▶ **Your tasks**
1: Name every art that the passage on the return to simpler things says had lost popularity and has since been taken up again.
2: Decide whether each statement agrees with the passage on the return to simpler things, answering yes or no and quoting the words that settle it. (a) The group of artists and craftsmen joined forces after the Industrial Revolution. (b) The passage holds that modern technology has made life harder. (c) The passage limits the lessons of the Arts and Crafts movement to interior design.

Perhaps you have noticed a trend in recent years: the return to simpler things. People seem to crave a return to simpler times, to homesteading, homemaking, and minimalism. We feel an urge to recycle, and to up-cycle. We have taken up arts that had lost popularity, like sewing, knitting, and embroidery. And we cook. We have schedules for cleaning our homes. We have even taken up genealogical research, on the quest to return to our roots. What is our society responding to? And how can we use what we’ve learned to lead a more fulfilling life? There is a lot to learn from the Arts and Crafts movement, not only in their principles of interior design.
“Everything is cyclical. Historical eras go through times of intense cynicism, broken by periods of intense realism.”– Lauren Groff in interview for The Rumpus.
Why, if modern technology has made our lives so much more convenient and easier than ever before, do we yearn for labors that we had once abandoned? Labors we could even consider as unnecessary today? Sometimes, it’s easier to analyze our own actions in the present by going back to the past. The not-so distant past, as it turns out. A group of artists and craftsmen joined forces in pursuit of this same quest during the aftermath of the Industrial Revolution.
What Was the Arts and Crafts Movement?

Rows from a pointing dataset

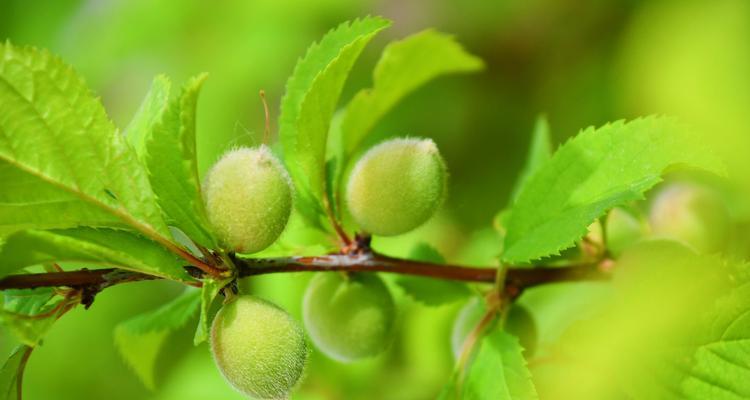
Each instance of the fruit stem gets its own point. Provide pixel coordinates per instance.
(267, 129)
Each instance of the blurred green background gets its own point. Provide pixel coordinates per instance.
(580, 62)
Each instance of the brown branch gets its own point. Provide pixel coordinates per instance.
(516, 280)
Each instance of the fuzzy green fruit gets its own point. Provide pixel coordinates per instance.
(248, 196)
(349, 317)
(396, 186)
(692, 214)
(518, 323)
(258, 347)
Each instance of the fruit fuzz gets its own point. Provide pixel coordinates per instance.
(349, 317)
(248, 196)
(692, 214)
(258, 347)
(396, 186)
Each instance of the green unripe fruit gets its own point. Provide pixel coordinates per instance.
(248, 196)
(258, 347)
(396, 186)
(518, 323)
(349, 317)
(692, 214)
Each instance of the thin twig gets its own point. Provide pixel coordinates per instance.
(516, 280)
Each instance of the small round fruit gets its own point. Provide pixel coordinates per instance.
(396, 186)
(692, 214)
(258, 347)
(248, 196)
(349, 317)
(518, 323)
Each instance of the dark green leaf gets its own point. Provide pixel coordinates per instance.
(29, 314)
(209, 291)
(11, 375)
(98, 247)
(312, 94)
(62, 162)
(139, 339)
(498, 371)
(404, 66)
(149, 113)
(173, 167)
(592, 173)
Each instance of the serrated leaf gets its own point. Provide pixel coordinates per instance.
(498, 371)
(149, 113)
(404, 66)
(209, 291)
(30, 313)
(11, 374)
(720, 366)
(140, 339)
(429, 291)
(312, 94)
(62, 162)
(100, 247)
(597, 170)
(173, 167)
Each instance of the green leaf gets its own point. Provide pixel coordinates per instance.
(312, 94)
(30, 313)
(209, 291)
(99, 247)
(721, 364)
(540, 151)
(498, 371)
(139, 339)
(173, 168)
(404, 66)
(597, 170)
(149, 114)
(433, 292)
(11, 375)
(429, 291)
(62, 162)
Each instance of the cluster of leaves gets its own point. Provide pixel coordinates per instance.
(78, 192)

▶ **The results**
1: Sewing, knitting, and embroidery.

2:
(a) Yes: "joined forces in pursuit of this same quest during the aftermath of the Industrial Revolution."
(b) No: "modern technology has made our lives so much more convenient and easier than ever before."
(c) No: "not only in their principles of interior design."